Exercise task: List each line of the data below that contains the word "person".

--- Start of Materials provided ---

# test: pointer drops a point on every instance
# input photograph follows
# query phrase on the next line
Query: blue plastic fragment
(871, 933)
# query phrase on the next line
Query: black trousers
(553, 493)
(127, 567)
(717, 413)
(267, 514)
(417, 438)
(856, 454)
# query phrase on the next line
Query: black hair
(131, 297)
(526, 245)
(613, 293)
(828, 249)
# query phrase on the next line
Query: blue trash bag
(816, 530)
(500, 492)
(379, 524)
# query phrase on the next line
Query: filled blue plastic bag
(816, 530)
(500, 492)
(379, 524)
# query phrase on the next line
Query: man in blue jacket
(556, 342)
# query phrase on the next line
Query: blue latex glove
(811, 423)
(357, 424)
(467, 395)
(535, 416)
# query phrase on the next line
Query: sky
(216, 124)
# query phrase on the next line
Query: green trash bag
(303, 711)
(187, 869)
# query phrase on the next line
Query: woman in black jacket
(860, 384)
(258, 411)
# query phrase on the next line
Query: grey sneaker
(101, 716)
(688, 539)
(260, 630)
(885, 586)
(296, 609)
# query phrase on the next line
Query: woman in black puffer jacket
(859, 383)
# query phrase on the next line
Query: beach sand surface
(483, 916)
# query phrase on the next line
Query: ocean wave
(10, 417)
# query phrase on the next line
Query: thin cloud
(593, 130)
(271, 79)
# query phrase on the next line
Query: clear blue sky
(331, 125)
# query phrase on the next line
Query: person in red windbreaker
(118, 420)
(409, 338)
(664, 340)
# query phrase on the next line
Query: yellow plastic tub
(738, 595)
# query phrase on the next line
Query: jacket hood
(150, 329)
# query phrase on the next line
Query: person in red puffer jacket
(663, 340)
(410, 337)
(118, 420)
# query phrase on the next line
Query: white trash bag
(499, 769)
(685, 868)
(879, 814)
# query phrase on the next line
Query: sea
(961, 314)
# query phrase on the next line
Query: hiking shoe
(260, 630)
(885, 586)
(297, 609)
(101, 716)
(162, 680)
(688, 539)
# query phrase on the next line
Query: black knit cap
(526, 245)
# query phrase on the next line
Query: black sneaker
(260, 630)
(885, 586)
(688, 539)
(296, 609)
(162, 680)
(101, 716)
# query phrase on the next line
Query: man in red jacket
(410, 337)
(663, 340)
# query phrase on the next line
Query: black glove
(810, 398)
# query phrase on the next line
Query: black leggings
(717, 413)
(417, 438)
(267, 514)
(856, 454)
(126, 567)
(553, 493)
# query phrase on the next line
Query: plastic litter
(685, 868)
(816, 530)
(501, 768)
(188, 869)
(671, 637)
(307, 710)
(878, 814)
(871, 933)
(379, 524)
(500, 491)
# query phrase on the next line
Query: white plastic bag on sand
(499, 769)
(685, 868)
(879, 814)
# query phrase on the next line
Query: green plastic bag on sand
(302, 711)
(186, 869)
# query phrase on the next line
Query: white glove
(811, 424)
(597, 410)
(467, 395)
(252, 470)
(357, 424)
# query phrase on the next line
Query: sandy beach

--- End of Materials provided ---

Response below:
Query: person in red windbreaker
Query: person in red puffer jacket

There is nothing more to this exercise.